— START —
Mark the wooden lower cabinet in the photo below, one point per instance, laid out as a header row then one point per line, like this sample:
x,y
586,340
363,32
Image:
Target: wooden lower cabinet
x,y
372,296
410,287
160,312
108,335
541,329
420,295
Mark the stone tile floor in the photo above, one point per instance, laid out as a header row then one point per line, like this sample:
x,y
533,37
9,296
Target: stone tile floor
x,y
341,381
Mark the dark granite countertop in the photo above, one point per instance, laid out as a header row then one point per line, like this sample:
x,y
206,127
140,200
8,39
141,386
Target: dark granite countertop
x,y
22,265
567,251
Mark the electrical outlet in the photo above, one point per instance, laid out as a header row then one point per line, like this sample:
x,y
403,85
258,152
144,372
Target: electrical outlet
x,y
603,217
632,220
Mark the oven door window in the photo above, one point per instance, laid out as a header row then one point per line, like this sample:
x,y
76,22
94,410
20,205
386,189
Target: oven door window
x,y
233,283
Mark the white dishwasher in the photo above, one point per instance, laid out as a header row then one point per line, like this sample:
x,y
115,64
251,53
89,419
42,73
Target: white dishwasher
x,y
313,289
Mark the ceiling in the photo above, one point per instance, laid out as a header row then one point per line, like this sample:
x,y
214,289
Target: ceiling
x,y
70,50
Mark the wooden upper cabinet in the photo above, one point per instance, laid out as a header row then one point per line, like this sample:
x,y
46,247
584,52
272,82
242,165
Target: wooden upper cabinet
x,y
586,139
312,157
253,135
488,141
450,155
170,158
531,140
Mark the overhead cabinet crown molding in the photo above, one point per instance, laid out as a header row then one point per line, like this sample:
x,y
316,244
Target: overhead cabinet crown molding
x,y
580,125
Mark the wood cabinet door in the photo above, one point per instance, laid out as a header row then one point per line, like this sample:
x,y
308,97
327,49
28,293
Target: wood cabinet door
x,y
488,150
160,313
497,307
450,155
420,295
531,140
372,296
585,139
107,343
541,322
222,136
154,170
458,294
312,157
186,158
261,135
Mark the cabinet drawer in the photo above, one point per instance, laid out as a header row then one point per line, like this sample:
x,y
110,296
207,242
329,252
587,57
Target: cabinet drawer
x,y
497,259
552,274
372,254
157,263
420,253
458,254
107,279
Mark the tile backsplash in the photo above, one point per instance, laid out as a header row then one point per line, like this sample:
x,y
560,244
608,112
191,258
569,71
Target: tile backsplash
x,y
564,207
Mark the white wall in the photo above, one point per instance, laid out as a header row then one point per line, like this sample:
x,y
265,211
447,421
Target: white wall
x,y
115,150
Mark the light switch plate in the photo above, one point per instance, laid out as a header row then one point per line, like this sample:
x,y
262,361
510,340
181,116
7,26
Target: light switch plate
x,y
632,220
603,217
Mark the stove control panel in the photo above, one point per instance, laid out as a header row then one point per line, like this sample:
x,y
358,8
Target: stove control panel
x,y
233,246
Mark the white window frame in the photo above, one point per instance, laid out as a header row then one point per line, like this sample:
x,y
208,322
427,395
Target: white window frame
— END —
Reproduce all of the items above line for line, without changing any wording, number, or punctuation.

Mark the wooden lower cabinet in the photo below, one point per instance, laid out as a header row then one point per line, like this sample:
x,y
586,340
363,32
Image:
Target: wooden lower cabinet
x,y
372,296
410,287
160,312
108,335
541,329
420,295
Mark the stone tile floor in the photo above, one point per instance, laid out as a header row then one point per line, like this sample:
x,y
533,37
9,296
Target: stone tile floor
x,y
341,381
Mark the dark granite countertop in the photo above, one point per instance, laid out as a header row then one point per line, like this sample:
x,y
206,127
140,200
8,39
141,386
Target: dark granite countertop
x,y
22,265
567,251
Mark the electrical outlet in the photo above, one point per instance, laid out as a header row then one point per line, like this sample:
x,y
403,85
258,152
144,372
Target: electrical outlet
x,y
603,217
632,220
Mark the oven door window in the photo above, one point per instance, laid out as a header row then one point per line, like this sample:
x,y
76,22
94,410
20,205
386,189
Target: oven door window
x,y
233,283
Mark the white dishwasher in the photo above, one point per instance, laid out as a header row then one point per line, like this sample:
x,y
115,64
251,53
89,419
42,73
Target: white dishwasher
x,y
313,289
Mark the ceiling in the photo above, one point per instance, laid out as a header row then one point per line, like this sample:
x,y
214,289
Target: ceiling
x,y
70,50
Mark the wooden upper cabinet in the photo above, one point per instance, laid out as a header row then one point per line, like this sample:
x,y
46,247
584,52
272,82
242,165
Target: wooden upper cabinet
x,y
586,139
312,157
253,135
488,141
450,155
170,158
531,140
Mark the overhead cabinet crown molding in the photo above, one point per instance, laid out as a header row then one point per line, like this sample:
x,y
316,244
Target: overhead cabinet crown molding
x,y
580,125
Mark the wood cabinet door in the photo above, one point per instance, laid out as a header row then one point per line, like this sample:
x,y
308,97
327,49
28,293
Target: wood cabinet door
x,y
488,150
160,313
497,307
450,155
420,295
531,140
372,296
585,139
107,343
541,322
222,136
154,170
458,294
312,157
186,158
261,135
Mark the cabinet drawer in the photo above, one point per instance, laid out as a header row then one point per line, like this sample:
x,y
110,296
207,242
329,252
587,57
Target: cabinet drawer
x,y
497,259
552,274
372,254
157,263
420,253
458,254
107,279
Mark the tile backsplash in the photo above, one point per instance, laid out as a header row then one point per line, like this sample:
x,y
560,244
608,112
191,258
569,71
Target: tile backsplash
x,y
564,207
Mark the white wall in the photo above, one point per instance, laid out as a header row then one point per line, like this sample:
x,y
265,211
447,421
Target: white wall
x,y
115,150
Mark the light switch plate in the photo above, one point per instance, laid out as a header row then one point per line, like this sample:
x,y
262,361
510,340
181,116
7,26
Target: light switch plate
x,y
632,220
603,217
Mark the stove control panel in the photo above, one point per instance, laid out as a header row then one point per line, like this sample:
x,y
358,8
Target: stove control panel
x,y
233,246
Mark the white window frame in the photo above, one point per instance, laid out as a header row then one point per line, like this sample:
x,y
208,322
427,395
Target: white window frame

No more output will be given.